◆ **OBJECTIVE**
Reproduce the material from the line containing "Reviewer note: make sure each instance of the excavator track" down through the line containing "[(371, 124)]", swapping "integer pixel coordinates" for "whole-number pixel coordinates" and changing nothing else.

◆ **TASK DATA**
──────────────────────────────

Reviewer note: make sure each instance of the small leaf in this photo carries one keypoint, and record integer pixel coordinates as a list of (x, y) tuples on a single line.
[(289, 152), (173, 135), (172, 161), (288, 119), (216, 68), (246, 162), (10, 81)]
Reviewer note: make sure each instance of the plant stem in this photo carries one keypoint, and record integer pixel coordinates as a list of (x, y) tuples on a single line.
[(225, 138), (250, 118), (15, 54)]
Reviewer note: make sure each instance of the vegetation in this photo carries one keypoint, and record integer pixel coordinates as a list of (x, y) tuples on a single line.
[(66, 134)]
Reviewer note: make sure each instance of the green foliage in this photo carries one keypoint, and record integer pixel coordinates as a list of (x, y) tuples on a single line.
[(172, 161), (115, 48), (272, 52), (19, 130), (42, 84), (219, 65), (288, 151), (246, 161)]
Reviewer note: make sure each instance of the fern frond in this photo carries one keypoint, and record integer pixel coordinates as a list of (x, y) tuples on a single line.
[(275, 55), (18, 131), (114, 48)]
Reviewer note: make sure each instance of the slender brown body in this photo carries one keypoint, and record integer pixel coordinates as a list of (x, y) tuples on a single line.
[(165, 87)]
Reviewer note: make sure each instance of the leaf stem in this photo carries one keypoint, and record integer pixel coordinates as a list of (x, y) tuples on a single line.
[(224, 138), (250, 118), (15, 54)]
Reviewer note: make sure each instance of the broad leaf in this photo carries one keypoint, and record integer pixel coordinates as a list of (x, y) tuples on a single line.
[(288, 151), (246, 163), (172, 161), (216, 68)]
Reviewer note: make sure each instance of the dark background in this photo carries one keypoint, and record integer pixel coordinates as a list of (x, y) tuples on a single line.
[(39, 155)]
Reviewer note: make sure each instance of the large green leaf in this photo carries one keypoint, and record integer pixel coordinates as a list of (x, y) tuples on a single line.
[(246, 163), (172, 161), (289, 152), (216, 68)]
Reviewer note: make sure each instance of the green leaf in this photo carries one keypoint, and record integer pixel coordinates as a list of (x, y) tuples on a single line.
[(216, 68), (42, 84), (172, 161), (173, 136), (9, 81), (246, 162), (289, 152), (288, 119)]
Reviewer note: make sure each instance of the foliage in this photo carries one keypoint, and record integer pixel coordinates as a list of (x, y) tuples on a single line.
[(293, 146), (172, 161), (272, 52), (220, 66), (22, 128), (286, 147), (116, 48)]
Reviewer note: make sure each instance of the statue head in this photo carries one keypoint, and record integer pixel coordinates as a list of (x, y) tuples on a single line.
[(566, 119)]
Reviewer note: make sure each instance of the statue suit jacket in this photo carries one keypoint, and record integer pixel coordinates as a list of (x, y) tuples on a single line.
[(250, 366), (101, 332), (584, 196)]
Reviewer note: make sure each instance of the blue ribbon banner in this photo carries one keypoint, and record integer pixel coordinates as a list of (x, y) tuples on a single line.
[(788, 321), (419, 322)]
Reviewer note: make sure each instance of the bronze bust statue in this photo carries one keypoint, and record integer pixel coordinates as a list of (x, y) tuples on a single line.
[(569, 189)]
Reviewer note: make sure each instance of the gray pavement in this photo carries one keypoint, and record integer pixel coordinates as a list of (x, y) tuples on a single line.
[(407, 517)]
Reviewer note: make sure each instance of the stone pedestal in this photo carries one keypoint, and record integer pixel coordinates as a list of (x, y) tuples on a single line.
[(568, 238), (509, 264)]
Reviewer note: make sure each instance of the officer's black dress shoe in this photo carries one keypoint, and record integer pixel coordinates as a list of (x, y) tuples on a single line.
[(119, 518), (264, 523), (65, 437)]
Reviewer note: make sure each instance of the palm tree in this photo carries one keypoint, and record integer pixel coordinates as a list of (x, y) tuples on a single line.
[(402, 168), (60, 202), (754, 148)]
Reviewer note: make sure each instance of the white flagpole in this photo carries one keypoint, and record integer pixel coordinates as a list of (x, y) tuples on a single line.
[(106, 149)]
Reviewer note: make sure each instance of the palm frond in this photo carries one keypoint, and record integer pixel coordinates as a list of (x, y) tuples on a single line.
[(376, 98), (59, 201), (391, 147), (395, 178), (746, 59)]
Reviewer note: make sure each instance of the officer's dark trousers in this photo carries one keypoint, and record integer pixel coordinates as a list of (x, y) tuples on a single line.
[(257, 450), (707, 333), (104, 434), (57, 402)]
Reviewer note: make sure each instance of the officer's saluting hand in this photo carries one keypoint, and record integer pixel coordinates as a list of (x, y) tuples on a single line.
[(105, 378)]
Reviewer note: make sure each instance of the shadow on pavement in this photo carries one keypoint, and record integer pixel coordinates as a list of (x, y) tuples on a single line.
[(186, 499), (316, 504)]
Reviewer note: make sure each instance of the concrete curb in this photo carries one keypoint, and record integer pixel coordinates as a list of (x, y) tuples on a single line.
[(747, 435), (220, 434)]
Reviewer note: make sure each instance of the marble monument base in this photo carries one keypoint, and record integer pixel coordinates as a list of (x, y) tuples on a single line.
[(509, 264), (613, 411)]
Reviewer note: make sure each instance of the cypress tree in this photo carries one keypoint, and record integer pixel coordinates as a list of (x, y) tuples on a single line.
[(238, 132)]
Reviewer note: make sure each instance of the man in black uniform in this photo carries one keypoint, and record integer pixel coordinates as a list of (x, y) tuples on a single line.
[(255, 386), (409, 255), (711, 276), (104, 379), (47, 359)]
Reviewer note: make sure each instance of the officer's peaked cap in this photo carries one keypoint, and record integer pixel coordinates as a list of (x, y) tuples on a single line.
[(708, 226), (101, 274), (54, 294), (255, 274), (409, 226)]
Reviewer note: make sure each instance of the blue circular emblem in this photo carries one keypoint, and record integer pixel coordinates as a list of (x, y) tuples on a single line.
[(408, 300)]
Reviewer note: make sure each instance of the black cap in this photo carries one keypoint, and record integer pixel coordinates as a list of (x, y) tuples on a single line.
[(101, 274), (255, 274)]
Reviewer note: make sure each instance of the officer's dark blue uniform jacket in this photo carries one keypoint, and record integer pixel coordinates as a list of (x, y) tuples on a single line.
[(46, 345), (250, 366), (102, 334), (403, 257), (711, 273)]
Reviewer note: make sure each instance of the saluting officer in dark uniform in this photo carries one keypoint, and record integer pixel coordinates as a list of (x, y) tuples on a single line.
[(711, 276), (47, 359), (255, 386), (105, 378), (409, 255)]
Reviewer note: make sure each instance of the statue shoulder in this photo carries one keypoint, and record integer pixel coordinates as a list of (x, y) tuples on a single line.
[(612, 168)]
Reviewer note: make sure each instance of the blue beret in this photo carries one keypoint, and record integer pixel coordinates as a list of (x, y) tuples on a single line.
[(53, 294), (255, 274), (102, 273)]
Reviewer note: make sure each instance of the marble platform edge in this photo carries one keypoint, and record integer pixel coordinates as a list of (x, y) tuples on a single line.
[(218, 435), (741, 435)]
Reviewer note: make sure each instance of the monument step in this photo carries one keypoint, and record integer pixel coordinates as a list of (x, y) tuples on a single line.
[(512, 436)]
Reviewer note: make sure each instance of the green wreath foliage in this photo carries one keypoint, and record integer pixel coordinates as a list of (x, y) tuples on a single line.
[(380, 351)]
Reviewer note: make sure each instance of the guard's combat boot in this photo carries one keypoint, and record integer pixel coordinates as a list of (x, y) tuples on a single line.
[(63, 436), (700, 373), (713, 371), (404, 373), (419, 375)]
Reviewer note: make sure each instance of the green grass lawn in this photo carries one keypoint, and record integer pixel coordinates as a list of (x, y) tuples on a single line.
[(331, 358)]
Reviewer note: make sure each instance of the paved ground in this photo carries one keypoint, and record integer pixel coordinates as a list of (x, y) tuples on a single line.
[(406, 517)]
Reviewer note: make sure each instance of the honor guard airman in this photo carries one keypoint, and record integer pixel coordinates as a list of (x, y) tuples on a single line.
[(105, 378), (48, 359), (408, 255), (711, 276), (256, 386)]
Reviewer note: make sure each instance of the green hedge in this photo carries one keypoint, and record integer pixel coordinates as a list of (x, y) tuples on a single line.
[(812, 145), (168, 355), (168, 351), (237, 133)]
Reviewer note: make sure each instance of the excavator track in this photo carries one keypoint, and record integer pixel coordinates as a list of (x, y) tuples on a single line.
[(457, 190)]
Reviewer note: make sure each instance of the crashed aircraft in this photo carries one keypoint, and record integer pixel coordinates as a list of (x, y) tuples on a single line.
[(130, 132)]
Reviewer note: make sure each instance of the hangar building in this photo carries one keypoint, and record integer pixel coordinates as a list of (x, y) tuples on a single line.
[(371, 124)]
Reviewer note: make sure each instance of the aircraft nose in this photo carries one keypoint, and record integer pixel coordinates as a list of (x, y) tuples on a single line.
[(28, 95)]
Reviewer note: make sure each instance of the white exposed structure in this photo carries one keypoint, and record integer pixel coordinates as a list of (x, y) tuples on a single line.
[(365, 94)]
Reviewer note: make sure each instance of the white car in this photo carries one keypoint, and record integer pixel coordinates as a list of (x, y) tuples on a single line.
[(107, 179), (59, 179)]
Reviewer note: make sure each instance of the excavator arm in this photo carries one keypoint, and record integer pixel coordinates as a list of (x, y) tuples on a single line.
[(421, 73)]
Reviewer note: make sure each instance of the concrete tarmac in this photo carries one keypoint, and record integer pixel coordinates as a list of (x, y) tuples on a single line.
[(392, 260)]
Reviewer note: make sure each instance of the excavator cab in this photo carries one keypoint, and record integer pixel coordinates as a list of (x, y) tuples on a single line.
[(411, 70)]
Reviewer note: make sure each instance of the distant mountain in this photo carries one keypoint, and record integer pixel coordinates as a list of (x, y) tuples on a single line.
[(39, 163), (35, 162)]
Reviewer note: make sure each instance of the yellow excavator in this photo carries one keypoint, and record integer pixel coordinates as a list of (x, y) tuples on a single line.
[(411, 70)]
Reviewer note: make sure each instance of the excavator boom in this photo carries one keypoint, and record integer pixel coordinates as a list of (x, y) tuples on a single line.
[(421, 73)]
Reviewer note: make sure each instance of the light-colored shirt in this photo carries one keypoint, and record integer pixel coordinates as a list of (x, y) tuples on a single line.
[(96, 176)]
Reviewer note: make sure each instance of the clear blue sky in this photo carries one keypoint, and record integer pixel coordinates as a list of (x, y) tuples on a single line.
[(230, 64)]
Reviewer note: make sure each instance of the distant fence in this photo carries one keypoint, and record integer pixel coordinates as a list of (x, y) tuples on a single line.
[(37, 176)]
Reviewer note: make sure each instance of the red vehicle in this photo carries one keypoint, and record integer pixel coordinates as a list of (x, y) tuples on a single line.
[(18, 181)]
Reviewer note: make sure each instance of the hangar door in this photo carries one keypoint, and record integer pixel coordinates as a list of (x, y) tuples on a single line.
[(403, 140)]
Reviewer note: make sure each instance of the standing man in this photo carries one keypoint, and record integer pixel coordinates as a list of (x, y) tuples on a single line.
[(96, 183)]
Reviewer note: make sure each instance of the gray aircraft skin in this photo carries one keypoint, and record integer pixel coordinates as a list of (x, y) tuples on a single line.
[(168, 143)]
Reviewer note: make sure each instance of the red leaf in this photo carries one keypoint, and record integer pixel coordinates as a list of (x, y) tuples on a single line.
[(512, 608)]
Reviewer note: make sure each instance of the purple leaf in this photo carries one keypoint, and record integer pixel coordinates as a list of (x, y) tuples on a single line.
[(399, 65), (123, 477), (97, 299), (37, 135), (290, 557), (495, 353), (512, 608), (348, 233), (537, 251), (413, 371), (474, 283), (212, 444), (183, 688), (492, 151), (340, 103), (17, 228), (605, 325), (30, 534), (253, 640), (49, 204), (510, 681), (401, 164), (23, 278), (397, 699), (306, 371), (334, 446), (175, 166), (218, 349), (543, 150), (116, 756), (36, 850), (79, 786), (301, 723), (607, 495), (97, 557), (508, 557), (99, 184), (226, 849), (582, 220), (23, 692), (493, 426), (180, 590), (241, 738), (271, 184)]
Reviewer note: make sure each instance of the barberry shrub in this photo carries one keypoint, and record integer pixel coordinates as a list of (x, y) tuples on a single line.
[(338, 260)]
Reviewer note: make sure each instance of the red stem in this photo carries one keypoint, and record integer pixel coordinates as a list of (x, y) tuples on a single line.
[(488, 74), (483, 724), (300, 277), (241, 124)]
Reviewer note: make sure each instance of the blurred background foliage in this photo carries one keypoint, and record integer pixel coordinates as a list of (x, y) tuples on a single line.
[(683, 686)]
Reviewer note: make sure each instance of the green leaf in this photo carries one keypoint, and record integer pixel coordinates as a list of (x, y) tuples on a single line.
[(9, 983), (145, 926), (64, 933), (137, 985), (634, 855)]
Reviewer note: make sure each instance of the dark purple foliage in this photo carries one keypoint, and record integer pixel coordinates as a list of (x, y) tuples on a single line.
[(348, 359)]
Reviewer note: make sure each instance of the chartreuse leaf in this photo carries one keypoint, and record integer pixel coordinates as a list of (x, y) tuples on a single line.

──────────────────────────────

◆ **EXERCISE ANSWER**
Reviewer note: make sure each instance of the excavator track in this photo carries one keypoint, and record whole-number pixel coordinates as a list of (x, y) tuples on a single line.
[(457, 190)]
Reviewer note: make sure each instance of the crashed aircraft in this photo carries one keypoint, and record whole-number pixel coordinates as a list of (x, y) tuples on a single line.
[(130, 132)]
Reviewer note: make sure each instance of the hangar building in this photo carries one keypoint, and record whole-number pixel coordinates as a list of (x, y) tuples on a single line.
[(371, 124)]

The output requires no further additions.